Word for word, repeat all of the entries.

Available data Block Start

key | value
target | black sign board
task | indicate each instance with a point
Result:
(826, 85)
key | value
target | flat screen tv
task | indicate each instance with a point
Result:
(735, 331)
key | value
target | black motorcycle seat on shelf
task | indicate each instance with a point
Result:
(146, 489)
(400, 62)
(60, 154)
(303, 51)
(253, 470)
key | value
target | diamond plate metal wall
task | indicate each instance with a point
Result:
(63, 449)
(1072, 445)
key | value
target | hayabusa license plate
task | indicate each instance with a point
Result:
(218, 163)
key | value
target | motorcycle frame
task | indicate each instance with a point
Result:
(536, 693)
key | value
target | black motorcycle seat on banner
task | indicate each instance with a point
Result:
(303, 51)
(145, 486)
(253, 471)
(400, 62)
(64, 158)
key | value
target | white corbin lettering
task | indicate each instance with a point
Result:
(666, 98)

Available data Block End

## Solution to this exercise
key | value
target | black sign board
task | indicate each instance with a point
Result:
(826, 85)
key | value
target | flat screen tv
task | indicate each instance with a point
Result:
(735, 331)
key | value
target | black motorcycle seat on shelf
task | indicate each instance with a point
Result:
(146, 489)
(400, 62)
(60, 154)
(303, 51)
(253, 470)
key | value
target | diamond plate metal wall
task | indicate each instance with a point
Result:
(63, 449)
(1072, 445)
key | value
target | hayabusa license plate
task | indicate each instance with a point
Result:
(218, 163)
key | value
target | motorcycle frame
task | indicate each instance with a point
Result:
(536, 693)
key | value
target | black motorcycle seat on banner
task | indicate each instance with a point
Result:
(303, 51)
(145, 486)
(253, 471)
(400, 62)
(64, 158)
key | value
target | white corbin lettering
task | indicate each instance with a point
Result:
(666, 98)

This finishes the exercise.